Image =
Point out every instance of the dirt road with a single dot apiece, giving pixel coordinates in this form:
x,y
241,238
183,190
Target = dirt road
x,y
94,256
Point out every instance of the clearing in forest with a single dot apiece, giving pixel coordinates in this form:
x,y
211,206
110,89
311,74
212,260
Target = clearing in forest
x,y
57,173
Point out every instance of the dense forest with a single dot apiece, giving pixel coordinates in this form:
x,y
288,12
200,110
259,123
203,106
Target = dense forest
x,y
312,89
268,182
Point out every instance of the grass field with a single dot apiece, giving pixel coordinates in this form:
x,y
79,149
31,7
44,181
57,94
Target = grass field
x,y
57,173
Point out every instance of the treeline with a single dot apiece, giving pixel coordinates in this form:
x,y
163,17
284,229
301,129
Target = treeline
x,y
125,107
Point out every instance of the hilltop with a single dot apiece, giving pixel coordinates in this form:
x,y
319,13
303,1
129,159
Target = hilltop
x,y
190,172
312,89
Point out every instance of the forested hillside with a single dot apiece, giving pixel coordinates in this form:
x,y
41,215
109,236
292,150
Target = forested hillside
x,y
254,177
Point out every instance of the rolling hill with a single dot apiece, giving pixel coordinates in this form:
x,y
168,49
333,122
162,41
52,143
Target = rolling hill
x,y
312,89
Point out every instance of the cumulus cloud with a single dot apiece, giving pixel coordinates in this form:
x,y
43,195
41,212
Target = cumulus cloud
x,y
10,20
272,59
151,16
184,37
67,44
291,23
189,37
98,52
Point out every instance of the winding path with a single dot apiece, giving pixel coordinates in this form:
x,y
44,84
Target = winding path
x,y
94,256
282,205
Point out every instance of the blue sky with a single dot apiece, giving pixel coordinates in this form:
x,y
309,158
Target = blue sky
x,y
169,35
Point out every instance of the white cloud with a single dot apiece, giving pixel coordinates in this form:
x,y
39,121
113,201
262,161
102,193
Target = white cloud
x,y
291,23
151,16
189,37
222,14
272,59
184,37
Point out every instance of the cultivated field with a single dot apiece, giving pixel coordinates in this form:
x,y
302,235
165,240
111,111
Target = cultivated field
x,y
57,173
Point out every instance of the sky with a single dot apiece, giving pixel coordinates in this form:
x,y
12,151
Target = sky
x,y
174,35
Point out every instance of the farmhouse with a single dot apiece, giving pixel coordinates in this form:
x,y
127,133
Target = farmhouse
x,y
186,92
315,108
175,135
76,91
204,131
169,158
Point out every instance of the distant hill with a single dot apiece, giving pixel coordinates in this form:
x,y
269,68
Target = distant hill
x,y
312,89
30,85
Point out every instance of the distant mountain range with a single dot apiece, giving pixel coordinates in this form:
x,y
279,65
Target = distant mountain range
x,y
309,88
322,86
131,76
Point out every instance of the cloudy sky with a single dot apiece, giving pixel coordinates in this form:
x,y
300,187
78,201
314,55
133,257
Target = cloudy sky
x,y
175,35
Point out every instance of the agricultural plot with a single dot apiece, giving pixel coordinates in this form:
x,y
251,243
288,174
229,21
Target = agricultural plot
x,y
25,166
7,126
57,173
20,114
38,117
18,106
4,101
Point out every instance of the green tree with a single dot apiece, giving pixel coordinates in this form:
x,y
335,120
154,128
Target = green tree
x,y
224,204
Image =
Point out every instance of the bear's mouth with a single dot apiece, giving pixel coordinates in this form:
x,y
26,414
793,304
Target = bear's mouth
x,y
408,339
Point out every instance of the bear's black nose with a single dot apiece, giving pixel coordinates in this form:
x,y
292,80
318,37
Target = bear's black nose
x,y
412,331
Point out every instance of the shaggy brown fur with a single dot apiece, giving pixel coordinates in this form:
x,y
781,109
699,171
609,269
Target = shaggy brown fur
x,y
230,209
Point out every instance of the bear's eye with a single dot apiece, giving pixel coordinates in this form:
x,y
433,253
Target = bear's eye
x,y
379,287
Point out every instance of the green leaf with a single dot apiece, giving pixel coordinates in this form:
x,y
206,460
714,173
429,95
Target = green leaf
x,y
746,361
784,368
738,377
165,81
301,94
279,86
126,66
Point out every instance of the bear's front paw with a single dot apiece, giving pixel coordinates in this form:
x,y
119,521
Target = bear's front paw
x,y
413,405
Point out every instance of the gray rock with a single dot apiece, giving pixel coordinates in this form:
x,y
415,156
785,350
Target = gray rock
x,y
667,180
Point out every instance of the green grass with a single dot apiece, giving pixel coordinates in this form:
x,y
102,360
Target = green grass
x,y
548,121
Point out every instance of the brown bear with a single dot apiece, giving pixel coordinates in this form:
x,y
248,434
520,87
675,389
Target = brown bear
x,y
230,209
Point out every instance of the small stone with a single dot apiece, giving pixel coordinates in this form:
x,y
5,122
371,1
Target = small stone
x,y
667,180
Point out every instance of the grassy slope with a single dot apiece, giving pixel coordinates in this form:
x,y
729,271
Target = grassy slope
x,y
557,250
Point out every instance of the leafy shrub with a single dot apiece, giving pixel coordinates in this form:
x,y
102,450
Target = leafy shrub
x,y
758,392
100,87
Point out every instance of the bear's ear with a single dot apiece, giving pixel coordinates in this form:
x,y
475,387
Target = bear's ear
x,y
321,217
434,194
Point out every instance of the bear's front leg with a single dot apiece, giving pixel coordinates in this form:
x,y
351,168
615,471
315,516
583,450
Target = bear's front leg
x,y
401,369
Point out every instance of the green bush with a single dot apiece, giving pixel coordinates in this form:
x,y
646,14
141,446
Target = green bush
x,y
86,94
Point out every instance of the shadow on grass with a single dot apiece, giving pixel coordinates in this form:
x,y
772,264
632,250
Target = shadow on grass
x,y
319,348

### What you are asked to do
Top to bottom, the records above must be output exactly.

### Task output
Image =
Point out every instance of the dirt road with a single dot apiece, giving pixel coordinates in this form:
x,y
241,238
183,190
Target = dirt road
x,y
94,256
Point out every instance of the clearing in forest with a single dot apiece, giving pixel coordinates in this form:
x,y
211,206
110,89
311,74
212,260
Target = clearing in forest
x,y
57,173
Point out every instance of the dense forest with a single dot apiece, giving pixel coordinates in this form:
x,y
288,12
200,110
259,123
203,106
Target = dense forest
x,y
312,89
268,182
Point out every instance of the grass field with a single dot apiece, giving pixel coordinates in this form:
x,y
79,149
31,7
44,181
57,94
Target = grass field
x,y
57,173
Point out every instance of the treeline with a single dot apiece, giving pixel coordinates in this form:
x,y
163,17
284,229
301,129
Target = treeline
x,y
125,107
Point out every instance of the hilltop with a single dot apiece, giving pixel coordinates in this form:
x,y
319,13
303,1
129,159
Target = hilltop
x,y
190,172
312,89
Point out every instance of the forested hillside with a single dot apiece, giving pixel coordinates in this form:
x,y
41,215
109,236
292,150
Target = forested hillside
x,y
254,177
Point out every instance of the rolling hill with a single dot apiece, giving pixel coordinates in this form:
x,y
168,49
333,122
162,41
52,143
Target = rolling hill
x,y
312,89
Point out every instance of the cumulus cloud with a single dot apiece, giving pixel coordinates in this form:
x,y
43,195
41,212
Target = cumulus cloud
x,y
10,20
272,59
151,16
184,37
67,44
291,23
189,37
98,52
Point out every instance of the winding path with a single dot apiece, giving pixel coordinates in this form:
x,y
44,84
Target = winding path
x,y
94,256
282,205
Point out every instance of the blue sky with a single dot apiece, giving pixel coordinates in this form:
x,y
309,158
Target = blue sky
x,y
169,35
Point out every instance of the white cloud with a single dot apiece, giving pixel coordinates in this form:
x,y
39,121
113,201
262,161
102,193
Target = white cloud
x,y
291,23
151,16
189,37
222,14
272,59
184,37
Point out every instance of the cultivated field with a single dot apiece, giving pixel coordinates in this form:
x,y
302,235
165,240
111,111
Target = cultivated field
x,y
57,173
Point out every instance of the sky with a single dot apiece, giving pixel coordinates in this form:
x,y
12,151
Target = sky
x,y
174,35
Point out every instance of the farmhouse with a single dot apiece, giving pixel coordinates in this form:
x,y
127,133
Target = farmhouse
x,y
186,92
315,108
175,135
76,91
204,131
169,158
Point out every instance of the distant hill with a single dot apiece, giving pixel coordinates in this form:
x,y
269,68
Target = distant hill
x,y
312,89
30,85
Point out every instance of the distant mountain range with a single dot apiece, giving pixel coordinates in this form:
x,y
279,65
Target = distant mountain range
x,y
309,88
322,86
131,76
Point out every instance of the cloudy sky with a single dot apiece, giving pixel coordinates in this form:
x,y
300,187
78,201
314,55
133,257
Target = cloudy sky
x,y
175,35
Point out every instance of the agricultural plot with a single dot apiece, giving pixel coordinates in this form:
x,y
251,243
288,174
229,21
Target = agricultural plot
x,y
25,166
7,126
57,173
20,114
38,117
18,106
4,101
Point out every instance of the green tree with a single dot apiece, giving pixel coordinates in this form:
x,y
335,120
154,128
Target = green tree
x,y
224,204
Image =
Point out every instance of the bear's mouth with a single dot apiece, giving pixel coordinates in this form:
x,y
26,414
793,304
Target = bear's mouth
x,y
408,339
Point out every instance of the bear's black nose with a single dot apiece, giving pixel coordinates in this form:
x,y
292,80
318,37
Target = bear's black nose
x,y
412,331
Point out every instance of the shaggy brown fur with a single dot apiece, giving pixel coordinates in this form:
x,y
781,109
699,171
609,269
Target = shaggy brown fur
x,y
230,209
Point out every instance of the bear's eye with a single dot apiece, giving pixel coordinates in this form:
x,y
433,253
Target = bear's eye
x,y
379,287
Point out every instance of the green leaf with a single dot apiece, giving pixel coordinates in this form:
x,y
206,460
714,173
429,95
Target = green leaf
x,y
746,361
784,368
738,377
165,81
301,94
279,86
126,66
Point out every instance of the bear's front paw with a single dot apiece, giving pixel coordinates in this form:
x,y
119,521
Target = bear's front paw
x,y
413,405
Point out every instance of the gray rock with a single dot apiece, giving pixel coordinates in this form:
x,y
415,156
785,350
Target = gray rock
x,y
667,180
Point out every instance of the green grass with a single dot apiece, giving pixel coordinates in this form:
x,y
102,360
Target = green grass
x,y
548,121
Point out every instance of the brown bear with a single dot apiece, giving pixel coordinates in this form:
x,y
248,434
520,87
675,389
Target = brown bear
x,y
230,209
Point out every instance of the small stone with a single dot apiece, giving pixel coordinates in this form:
x,y
5,122
371,1
Target = small stone
x,y
667,180
Point out every instance of the grassy slope with a single dot apiece, giving pixel coordinates in this form:
x,y
729,271
Target = grassy slope
x,y
557,250
Point out every instance of the leafy shrub with a single dot apiece, giving pixel coordinates in this form:
x,y
102,450
Target = leafy shrub
x,y
758,392
100,87
Point out every instance of the bear's ear with a single dot apiece, giving pixel coordinates in this form:
x,y
475,387
Target = bear's ear
x,y
321,217
434,194
Point out every instance of the bear's front leg with a single dot apiece, giving pixel coordinates in this form:
x,y
351,168
615,471
315,516
583,450
Target = bear's front leg
x,y
401,369
Point out every instance of the green bush with a single dot apiece, giving pixel coordinates in this form:
x,y
646,14
141,446
Target = green bush
x,y
86,94
Point out every instance of the shadow on grass with a single dot apiece, giving pixel coordinates in this form:
x,y
772,264
632,250
Target = shadow on grass
x,y
319,348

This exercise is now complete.